** DATA SUPPLIED follows **

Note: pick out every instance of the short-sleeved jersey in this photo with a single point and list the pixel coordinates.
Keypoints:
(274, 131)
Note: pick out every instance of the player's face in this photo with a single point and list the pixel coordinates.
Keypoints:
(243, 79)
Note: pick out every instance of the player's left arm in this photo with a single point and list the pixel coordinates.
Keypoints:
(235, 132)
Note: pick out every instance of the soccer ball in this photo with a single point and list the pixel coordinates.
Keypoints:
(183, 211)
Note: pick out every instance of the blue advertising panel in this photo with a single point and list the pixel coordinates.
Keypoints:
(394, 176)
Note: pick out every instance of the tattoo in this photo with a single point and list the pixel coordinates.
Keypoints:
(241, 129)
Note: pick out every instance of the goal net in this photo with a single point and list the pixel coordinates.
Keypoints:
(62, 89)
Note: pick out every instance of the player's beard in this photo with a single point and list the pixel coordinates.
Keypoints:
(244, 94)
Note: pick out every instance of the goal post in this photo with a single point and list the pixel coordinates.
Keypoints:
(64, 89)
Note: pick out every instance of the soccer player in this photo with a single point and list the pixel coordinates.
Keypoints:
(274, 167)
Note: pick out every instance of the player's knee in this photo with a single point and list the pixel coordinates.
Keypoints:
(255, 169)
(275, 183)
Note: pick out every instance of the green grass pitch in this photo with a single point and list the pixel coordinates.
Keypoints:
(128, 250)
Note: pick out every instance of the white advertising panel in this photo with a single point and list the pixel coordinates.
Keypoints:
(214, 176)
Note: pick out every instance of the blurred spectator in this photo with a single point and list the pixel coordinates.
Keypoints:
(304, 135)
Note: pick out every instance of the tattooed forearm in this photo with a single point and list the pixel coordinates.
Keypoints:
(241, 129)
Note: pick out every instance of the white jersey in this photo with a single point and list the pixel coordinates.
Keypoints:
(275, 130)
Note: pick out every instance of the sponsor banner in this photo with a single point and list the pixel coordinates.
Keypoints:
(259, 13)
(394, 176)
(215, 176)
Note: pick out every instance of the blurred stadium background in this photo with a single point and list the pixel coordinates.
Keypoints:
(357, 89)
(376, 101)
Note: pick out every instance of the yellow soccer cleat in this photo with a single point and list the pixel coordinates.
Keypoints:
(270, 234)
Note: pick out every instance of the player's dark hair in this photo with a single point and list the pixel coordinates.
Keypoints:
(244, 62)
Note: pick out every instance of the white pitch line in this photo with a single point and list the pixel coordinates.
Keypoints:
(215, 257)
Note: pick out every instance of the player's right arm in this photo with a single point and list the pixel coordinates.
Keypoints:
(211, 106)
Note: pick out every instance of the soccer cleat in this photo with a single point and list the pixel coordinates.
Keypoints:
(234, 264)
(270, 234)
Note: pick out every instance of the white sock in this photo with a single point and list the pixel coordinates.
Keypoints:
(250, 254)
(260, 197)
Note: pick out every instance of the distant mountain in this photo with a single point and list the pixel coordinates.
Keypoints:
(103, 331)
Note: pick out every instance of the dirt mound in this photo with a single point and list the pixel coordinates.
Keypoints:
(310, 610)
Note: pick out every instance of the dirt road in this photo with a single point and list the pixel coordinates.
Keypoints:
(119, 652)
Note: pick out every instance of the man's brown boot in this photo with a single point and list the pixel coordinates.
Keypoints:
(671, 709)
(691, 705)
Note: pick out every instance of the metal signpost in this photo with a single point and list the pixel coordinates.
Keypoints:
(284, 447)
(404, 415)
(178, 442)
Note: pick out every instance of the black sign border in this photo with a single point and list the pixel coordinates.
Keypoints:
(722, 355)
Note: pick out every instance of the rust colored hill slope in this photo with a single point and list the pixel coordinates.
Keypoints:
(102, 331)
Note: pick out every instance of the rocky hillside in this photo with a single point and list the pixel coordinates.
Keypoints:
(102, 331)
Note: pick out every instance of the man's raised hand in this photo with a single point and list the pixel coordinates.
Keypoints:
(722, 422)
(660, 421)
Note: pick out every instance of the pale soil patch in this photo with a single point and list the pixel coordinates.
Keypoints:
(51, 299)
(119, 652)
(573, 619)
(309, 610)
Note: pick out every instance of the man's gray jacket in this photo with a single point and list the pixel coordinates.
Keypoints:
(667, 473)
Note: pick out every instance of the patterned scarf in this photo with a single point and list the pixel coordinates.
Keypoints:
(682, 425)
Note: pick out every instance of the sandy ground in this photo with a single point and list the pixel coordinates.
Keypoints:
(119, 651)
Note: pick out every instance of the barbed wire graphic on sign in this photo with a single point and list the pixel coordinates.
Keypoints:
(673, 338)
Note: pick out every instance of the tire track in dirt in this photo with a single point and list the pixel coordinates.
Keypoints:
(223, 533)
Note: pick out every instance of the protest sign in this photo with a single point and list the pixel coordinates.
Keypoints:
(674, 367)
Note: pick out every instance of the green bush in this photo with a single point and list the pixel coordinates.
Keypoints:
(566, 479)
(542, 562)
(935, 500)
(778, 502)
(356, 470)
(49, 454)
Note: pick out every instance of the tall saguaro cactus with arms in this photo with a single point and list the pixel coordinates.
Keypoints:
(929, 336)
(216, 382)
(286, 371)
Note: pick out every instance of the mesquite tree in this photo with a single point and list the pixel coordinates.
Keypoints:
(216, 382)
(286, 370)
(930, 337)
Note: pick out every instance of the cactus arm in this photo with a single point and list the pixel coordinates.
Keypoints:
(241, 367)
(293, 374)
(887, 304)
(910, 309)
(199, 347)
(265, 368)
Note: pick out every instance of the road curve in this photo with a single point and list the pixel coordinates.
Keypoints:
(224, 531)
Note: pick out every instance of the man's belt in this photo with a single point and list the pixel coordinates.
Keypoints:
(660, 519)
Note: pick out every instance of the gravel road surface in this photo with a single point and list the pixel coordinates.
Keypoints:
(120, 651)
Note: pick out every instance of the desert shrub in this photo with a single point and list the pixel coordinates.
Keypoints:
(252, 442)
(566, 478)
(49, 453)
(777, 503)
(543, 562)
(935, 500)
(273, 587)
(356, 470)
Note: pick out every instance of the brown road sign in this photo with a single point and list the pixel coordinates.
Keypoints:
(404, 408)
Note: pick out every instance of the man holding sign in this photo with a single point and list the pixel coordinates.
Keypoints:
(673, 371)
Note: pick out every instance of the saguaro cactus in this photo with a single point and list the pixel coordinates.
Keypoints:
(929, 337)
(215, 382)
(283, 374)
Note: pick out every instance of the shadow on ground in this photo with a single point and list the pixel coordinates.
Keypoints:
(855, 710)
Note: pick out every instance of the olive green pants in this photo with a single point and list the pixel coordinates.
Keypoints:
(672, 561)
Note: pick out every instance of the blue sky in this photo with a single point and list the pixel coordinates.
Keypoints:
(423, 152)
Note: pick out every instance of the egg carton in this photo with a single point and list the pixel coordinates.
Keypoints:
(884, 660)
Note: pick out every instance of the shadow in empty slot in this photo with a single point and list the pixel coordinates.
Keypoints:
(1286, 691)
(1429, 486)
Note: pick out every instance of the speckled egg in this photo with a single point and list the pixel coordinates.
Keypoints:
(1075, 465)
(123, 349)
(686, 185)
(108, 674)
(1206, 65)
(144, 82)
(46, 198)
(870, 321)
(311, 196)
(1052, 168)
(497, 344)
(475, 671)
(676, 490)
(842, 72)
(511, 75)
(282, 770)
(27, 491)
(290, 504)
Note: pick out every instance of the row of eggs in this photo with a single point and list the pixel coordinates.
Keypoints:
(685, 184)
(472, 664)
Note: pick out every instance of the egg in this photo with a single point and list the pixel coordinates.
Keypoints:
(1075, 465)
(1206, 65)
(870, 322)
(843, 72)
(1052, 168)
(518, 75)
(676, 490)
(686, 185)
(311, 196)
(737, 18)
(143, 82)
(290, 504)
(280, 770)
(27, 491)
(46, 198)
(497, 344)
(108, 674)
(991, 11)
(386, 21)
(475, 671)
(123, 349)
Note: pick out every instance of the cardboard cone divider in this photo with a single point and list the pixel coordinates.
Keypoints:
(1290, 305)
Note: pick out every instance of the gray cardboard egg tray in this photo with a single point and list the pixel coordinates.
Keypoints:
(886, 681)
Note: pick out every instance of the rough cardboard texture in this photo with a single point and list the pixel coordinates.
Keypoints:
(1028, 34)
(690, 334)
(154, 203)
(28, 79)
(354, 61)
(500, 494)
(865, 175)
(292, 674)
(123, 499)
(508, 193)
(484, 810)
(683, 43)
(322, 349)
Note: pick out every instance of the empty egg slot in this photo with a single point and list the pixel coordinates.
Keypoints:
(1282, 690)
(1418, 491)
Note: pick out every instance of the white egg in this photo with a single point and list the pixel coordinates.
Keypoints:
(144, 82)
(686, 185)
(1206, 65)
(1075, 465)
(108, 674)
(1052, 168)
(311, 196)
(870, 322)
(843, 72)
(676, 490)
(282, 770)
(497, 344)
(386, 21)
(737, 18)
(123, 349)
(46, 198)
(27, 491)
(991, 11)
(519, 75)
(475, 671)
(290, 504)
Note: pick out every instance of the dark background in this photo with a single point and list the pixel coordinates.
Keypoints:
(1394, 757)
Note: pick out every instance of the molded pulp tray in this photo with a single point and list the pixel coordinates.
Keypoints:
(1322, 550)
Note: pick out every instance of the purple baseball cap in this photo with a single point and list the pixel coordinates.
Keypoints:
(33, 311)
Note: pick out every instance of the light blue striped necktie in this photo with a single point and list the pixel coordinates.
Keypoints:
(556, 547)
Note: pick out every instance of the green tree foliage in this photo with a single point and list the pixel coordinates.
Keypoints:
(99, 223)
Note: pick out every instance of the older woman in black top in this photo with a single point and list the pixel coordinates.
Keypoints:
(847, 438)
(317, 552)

** End of DATA SUPPLIED **

▶ **WHAT TO DO**
Across the listing, how many lines hold "tray"? The answer must be the number only.

▶ **EXERCISE ANSWER**
2